Have used pellets in this brew 'cos that's what my local HBS had. Gonna drain to fermentor in a mo so fingers crossed. This brew has an Xmas corny with it's name on it, and with no drinky drinky until April (needs a long maturation, I'll have to hide it well from myself!
One question, I usually force carb beer, but since I'm in no rush should I force it, or prime it?
Posted: Wed Dec 19, 2007 4:56 pm
by SiHoltye
Damn hop strainer had come apart, so I've got pelletized hops and trub in the FV. Skimming should help.
Posted: Wed Dec 19, 2007 5:22 pm
by SiHoltye
Fortunately although the copper manifold was broken, it was not altogether apart and there seemed to be a lot of trub/hobs in the bottom of the boiler. So less disasterous than annoying. I will skim though, and not delay in racking to secondary.

TASK DESCRIPTION. Please pick up the homebrewing thread after its last sentence and keep it going. The items come from a source separate from the homebrewing thread.

ENTRIES.
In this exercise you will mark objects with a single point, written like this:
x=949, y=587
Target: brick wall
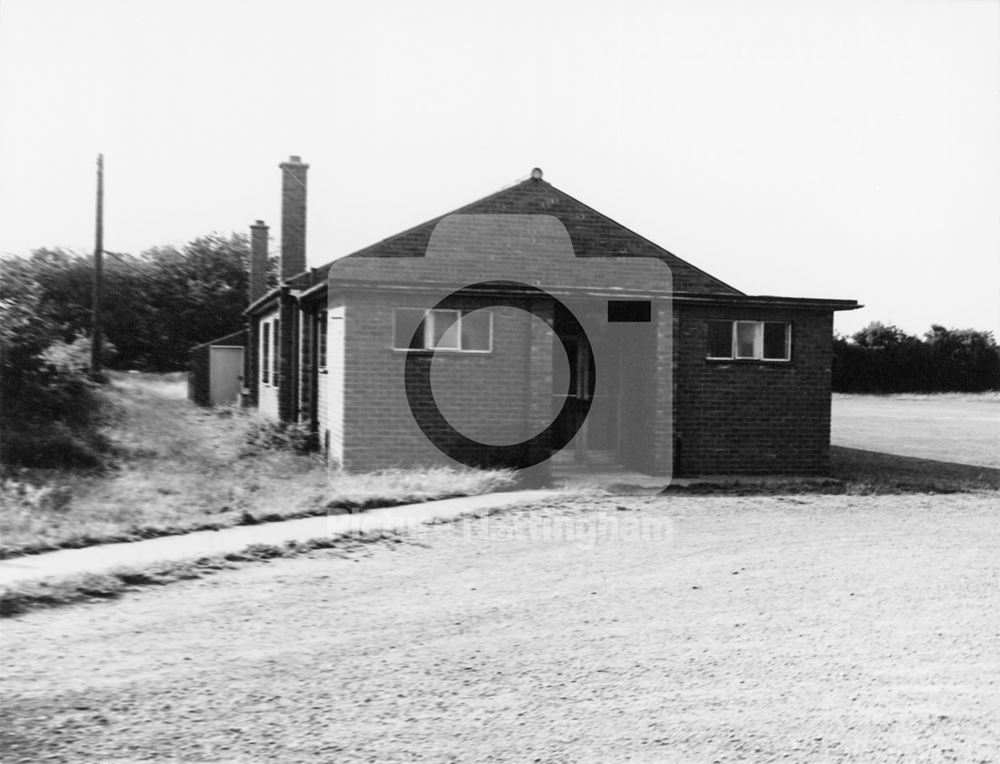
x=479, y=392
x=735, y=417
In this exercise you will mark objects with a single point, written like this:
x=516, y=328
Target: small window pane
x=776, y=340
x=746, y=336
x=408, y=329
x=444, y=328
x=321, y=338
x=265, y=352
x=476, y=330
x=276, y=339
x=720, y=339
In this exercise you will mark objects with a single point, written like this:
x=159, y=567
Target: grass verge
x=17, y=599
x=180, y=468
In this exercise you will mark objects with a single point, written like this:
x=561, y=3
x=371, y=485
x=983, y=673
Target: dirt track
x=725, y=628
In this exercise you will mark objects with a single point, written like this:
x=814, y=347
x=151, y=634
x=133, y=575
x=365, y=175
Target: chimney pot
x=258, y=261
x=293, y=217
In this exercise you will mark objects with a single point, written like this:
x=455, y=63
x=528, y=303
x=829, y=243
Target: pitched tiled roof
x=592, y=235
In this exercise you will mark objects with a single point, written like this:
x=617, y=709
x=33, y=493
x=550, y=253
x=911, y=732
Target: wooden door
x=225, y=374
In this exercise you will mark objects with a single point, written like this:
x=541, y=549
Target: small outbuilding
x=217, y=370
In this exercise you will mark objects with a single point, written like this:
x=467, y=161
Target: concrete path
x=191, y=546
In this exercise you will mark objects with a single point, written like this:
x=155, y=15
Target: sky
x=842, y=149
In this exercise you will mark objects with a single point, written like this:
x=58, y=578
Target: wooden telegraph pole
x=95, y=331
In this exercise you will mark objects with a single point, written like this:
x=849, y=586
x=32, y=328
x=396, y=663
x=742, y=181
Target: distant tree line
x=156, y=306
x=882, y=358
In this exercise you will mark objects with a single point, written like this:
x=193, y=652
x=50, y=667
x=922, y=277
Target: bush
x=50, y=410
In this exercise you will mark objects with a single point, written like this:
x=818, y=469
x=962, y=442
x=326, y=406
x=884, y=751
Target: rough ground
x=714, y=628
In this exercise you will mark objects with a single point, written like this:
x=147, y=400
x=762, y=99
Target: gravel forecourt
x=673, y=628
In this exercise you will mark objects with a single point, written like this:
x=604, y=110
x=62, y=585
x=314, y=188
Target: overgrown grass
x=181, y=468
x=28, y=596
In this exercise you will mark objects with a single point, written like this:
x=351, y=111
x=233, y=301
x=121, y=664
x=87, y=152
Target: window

--

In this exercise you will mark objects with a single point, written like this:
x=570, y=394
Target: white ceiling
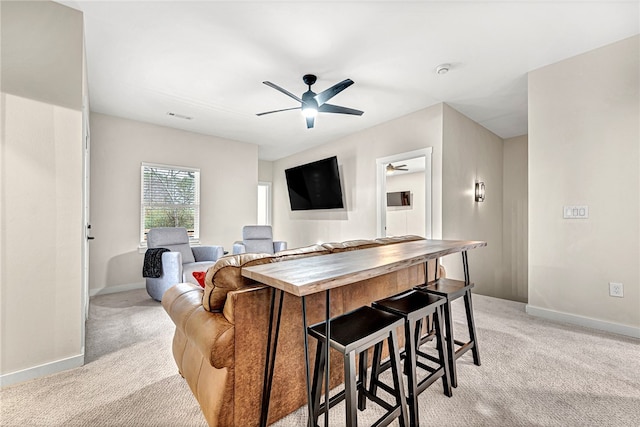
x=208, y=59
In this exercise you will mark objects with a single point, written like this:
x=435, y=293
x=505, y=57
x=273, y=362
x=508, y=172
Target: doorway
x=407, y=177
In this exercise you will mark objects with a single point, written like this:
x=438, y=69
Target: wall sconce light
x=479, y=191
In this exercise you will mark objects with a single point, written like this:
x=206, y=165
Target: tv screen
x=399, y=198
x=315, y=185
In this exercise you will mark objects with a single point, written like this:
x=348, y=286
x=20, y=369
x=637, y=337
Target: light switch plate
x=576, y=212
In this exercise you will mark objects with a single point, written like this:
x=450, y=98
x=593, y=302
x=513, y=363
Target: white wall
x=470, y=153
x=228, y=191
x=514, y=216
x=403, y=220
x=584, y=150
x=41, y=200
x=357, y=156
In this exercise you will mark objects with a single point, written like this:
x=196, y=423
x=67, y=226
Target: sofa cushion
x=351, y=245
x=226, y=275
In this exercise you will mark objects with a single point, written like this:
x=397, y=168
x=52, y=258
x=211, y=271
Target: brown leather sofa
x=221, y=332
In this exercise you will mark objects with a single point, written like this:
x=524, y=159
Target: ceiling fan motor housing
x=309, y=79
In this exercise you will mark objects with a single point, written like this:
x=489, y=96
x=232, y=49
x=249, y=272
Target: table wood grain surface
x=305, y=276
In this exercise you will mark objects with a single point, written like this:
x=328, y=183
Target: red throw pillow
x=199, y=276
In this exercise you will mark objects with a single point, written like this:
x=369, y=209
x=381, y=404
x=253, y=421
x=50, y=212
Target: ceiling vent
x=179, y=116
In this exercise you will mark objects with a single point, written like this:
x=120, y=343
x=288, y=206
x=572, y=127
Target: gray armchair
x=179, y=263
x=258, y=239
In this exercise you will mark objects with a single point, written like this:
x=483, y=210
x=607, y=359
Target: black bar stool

==

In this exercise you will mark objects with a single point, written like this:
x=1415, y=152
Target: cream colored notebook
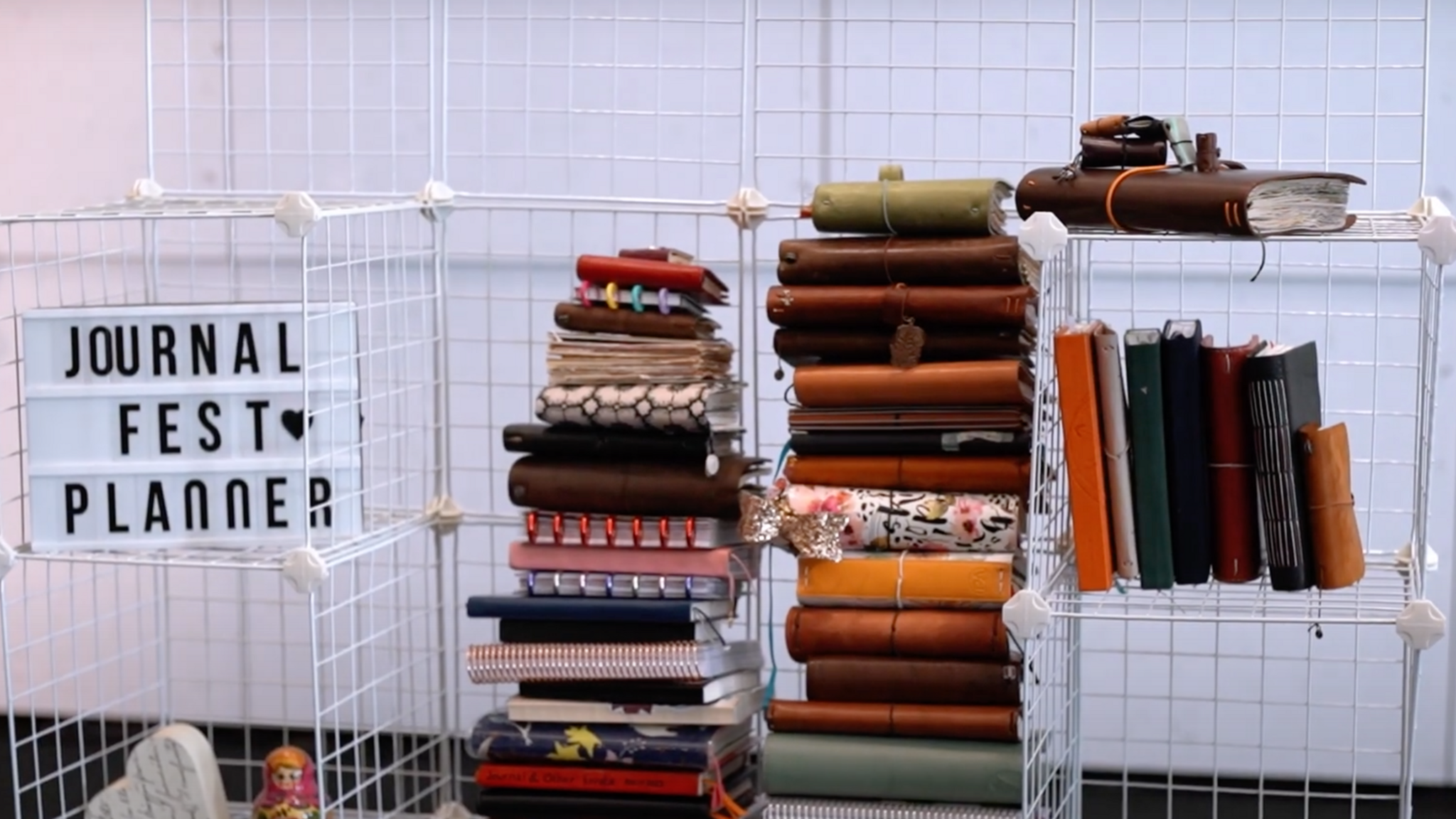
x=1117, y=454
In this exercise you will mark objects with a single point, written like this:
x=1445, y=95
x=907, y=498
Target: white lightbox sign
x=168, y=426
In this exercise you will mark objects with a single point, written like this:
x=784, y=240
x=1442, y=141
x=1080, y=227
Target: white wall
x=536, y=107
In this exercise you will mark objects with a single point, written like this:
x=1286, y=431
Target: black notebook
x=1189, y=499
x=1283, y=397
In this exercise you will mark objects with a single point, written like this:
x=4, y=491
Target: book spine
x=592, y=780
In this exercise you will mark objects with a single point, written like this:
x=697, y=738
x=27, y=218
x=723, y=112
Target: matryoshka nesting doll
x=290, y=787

RESULT FOR THIS EXERCISE.
Gonna do 1 week primary, one week secondary, into corni with priming sugars. As long as decent gravity reached

, and it should be with a 1L 22g S04 starter, (It nearly bit my arm off to get in that fermentor!) all should be well.
Posted: Thu Dec 20, 2007 9:03 pm
by Seveneer
This is a beautiful beer. I have made a few batches myself. The trouble is it tastes so good young
I recently found a dozen bottles I hid from a batch I made last March. It is fabulous.
Hope it turns out well.
/Phil.
Posted: Thu Dec 20, 2007 11:47 pm
by SiHoltye
Cheers Phil,
This is the first 'Mr Whippy' krausen I've achieved! Putting that down to high gravity and larger starter than normal. I sampled the wort before pitching, wow that'll take some taming! Got a corni to keg and forget it in though so it should make it to maturation with a bit of luck.
What yeast did you use?
Posted: Fri Dec 21, 2007 1:02 pm
by SiHoltye
S-04 has chewed down to 1.024 from 1.067 in 1½ days. How young do you mean Phil, this sample jar tastes great now!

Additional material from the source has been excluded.